_Your tasks:_
1 – Copy out the passage on loan collateral, everything from "Legal Aspects." down to "a loan transaction.", swapping "legal system" for "judicial system".
2 – Finish out the next part of the passage on loan collateral, picking up after its final sentence.

_Excerpt provided:_
════════════════════

Aspects of Loan Collateral

Legal Aspects.

From a legal standpoint, collateral is defined as the general protection that the legal system gives to individuals in exercising their contract rights –and, more specifically, this means it gives the lender or creditor to execute his claims for recovery of loans from the borrower or debtor. The establishment of collateral within a legal relations aims to secure the lender’s right to recover, coercively if necessary, the material value established in a loan transaction.

A collateral is a deposit, a pledge, a mortgage and, ultimately, anything that can serve as a guarantee and may ensure the compliance with an obligation or promise. Legally, collateral is synonymous with security and it is precisely this that interests the lender or the active subject of an obligation: that the performance of a loan obligation be ensured so that his right is not merely illusory and nominal. Legally, the different manifestations of collateral can be distinguished into three forms: First, the asset leaves the owner’s material possession and passes into the power of a third party or of the lender, empowering the latter to sell that asset if the obligation is not duly fulfilled. Second, the collateral consists of assets that do not leave their owner’s possession, but the lender can demand their sale if the obligation fails to be performed. Third, the lender acquires the right to get the benefit of the fruits of the asset that has been offered as collateral or to receive a part of the benefits to pay off the loan, either by transfer of the asset to the lender’s possession, or by depositing it into the hands of a third party or by leaving it in the owner’s possession.

════════════════════

(Pointing and labeling listing)

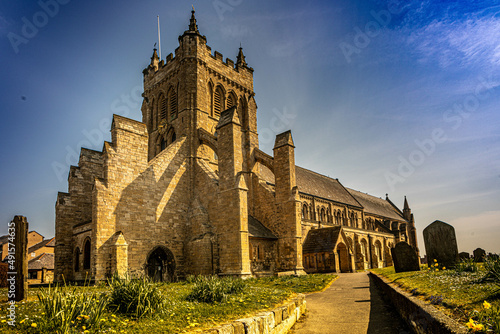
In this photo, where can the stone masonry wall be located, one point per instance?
(146, 202)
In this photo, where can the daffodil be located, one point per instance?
(478, 327)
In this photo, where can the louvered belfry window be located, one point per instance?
(218, 101)
(162, 106)
(172, 103)
(231, 101)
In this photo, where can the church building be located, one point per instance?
(188, 191)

════════════════════

_Responses for each task:_
1 –
Legal Aspects.

From a legal standpoint, collateral is defined as the general protection that the judicial system gives to individuals in exercising their contract rights –and, more specifically, this means it gives the lender or creditor to execute his claims for recovery of loans from the borrower or debtor. The establishment of collateral within a legal relations aims to secure the lender’s right to recover, coercively if necessary, the material value established in a loan transaction.

2 –
Economic Aspects of Collateral

  1. Nature of the Loan.

Loan transactions are characterized by their intertemporal nature. The transaction begins when the borrower applies for the loan, continues with his acceptance as credit subject, is followed by the loan disbursement, and concludes when the lender collects the loan amount with the corresponding interest charges. Throughout the entire process, there is an element of trust that makes the transaction possible. The interpersonal trust that should exist between lender and borrower for the granting of a loan, demands the existence of a considerable amount of information between these two agents. Nonetheless, to acquire that information is costly and imperfect. This means that the lender does not have full and exact information on the borrower’s capacity or willingness to pay and to obtain this knowledge will be prohibitively expensive. The problem of imperfect information appears in the three phases of the loan process: in the borrower selection, at the incentive stage to properly use and repay the loan, and in the recovery of due loans. In their selection, lenders do not know the probability of non-repayment of each subject who applies for a loan. Once the credit has been granted, it is difficult and costly for the lender to ensure that the borrowers will take actions that favour the payment of their loans; this is the incentive stage. Finally, in the event of a default, it is costly to determine if this was due to situations outside the borrower’s control or whether it was the result of a deliberate action.

  1. The Role of Collateral in Imperfect Information.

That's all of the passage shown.